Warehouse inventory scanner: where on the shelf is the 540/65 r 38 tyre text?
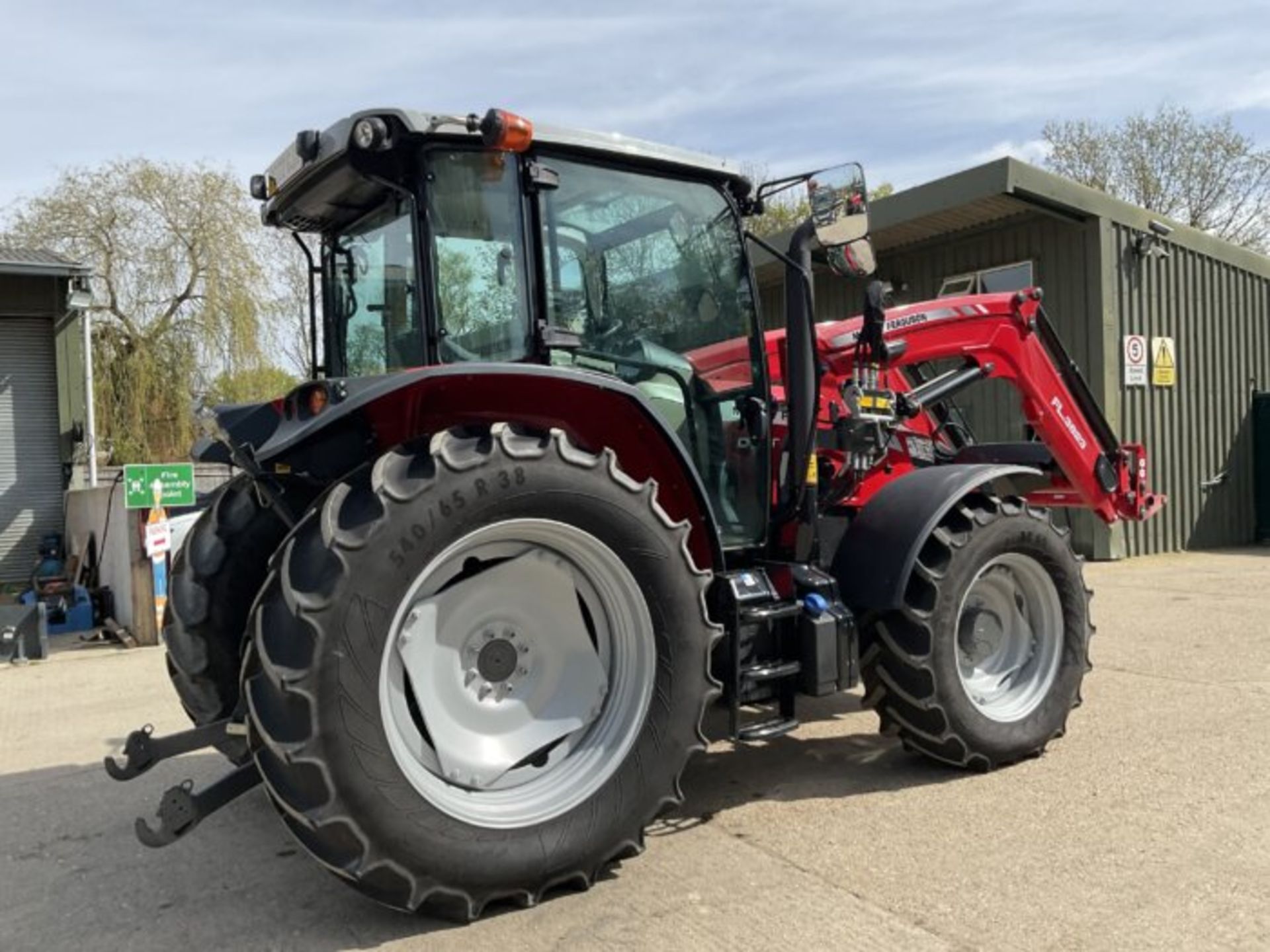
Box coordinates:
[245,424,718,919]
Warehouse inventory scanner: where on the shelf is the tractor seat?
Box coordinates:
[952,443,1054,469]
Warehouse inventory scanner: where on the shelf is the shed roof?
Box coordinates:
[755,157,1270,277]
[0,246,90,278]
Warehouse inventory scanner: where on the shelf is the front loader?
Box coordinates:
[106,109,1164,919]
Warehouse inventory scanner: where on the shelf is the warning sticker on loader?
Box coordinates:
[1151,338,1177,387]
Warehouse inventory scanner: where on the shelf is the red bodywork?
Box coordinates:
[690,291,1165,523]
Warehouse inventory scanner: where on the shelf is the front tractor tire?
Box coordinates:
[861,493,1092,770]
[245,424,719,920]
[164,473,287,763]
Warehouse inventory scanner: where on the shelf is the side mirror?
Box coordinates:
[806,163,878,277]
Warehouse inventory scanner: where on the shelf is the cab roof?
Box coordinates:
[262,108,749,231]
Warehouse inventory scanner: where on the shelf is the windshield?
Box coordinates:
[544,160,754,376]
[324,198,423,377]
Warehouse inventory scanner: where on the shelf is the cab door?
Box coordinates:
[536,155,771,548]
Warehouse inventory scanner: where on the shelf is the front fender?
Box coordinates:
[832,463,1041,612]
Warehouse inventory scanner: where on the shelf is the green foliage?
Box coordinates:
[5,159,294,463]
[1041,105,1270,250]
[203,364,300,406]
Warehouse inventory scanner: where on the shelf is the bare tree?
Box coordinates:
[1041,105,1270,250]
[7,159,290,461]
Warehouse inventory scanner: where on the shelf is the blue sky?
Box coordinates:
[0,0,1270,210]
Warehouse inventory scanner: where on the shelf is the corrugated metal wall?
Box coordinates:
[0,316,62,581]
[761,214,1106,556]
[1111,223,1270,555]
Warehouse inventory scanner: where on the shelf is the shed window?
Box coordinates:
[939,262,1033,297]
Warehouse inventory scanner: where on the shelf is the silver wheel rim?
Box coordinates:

Given problem —
Rewrite the items from the line containing "front tractor tire?" through the end of the items, inclusive, replacing "Box coordinates" with "Bounding box" and leaving everything else unchanged.

Response —
Warehouse inventory scanner: where on the shelf is the front tractor tire?
Bounding box:
[861,493,1092,770]
[245,424,719,920]
[164,473,287,763]
Warehouse inventory scanner: where on the shelf is the side mirror?
Bounding box:
[806,163,878,277]
Warehouse inventory scanner: where on the shelf is the cab roof?
Bounding box:
[262,108,749,231]
Warehouse inventory scanner: where on the shelf is the windshield?
Bounding box:
[544,160,754,376]
[324,198,423,377]
Warehouse inventory scanner: where on the shelf is the cab door?
Bounding box:
[536,155,771,548]
Warehouse inventory scanner: where on the shelf is the front fender?
Bounding box:
[832,463,1041,612]
Warehouse inventory scanner: where on the shelf is the green foliage?
Bounding box:
[5,159,294,463]
[1041,105,1270,250]
[203,364,300,406]
Warehouse inventory scanner: where on the shelf is the bare tree?
Bounding box:
[1041,105,1270,250]
[7,159,290,461]
Warehouse inventory scanner: where on the shelf is the blue sky?
Bounding box:
[0,0,1270,210]
Warehouse inventory scanner: where on the shelf is the corrugated metal wall?
Bounding box:
[0,316,62,581]
[761,214,1106,556]
[1111,223,1270,555]
Warehouse inventory scanner: where on the shelf is the shed window?
Bounding box:
[939,262,1033,297]
Warehouse inventory scanner: where on the shelf is the silver wheel rim?
Bounding box:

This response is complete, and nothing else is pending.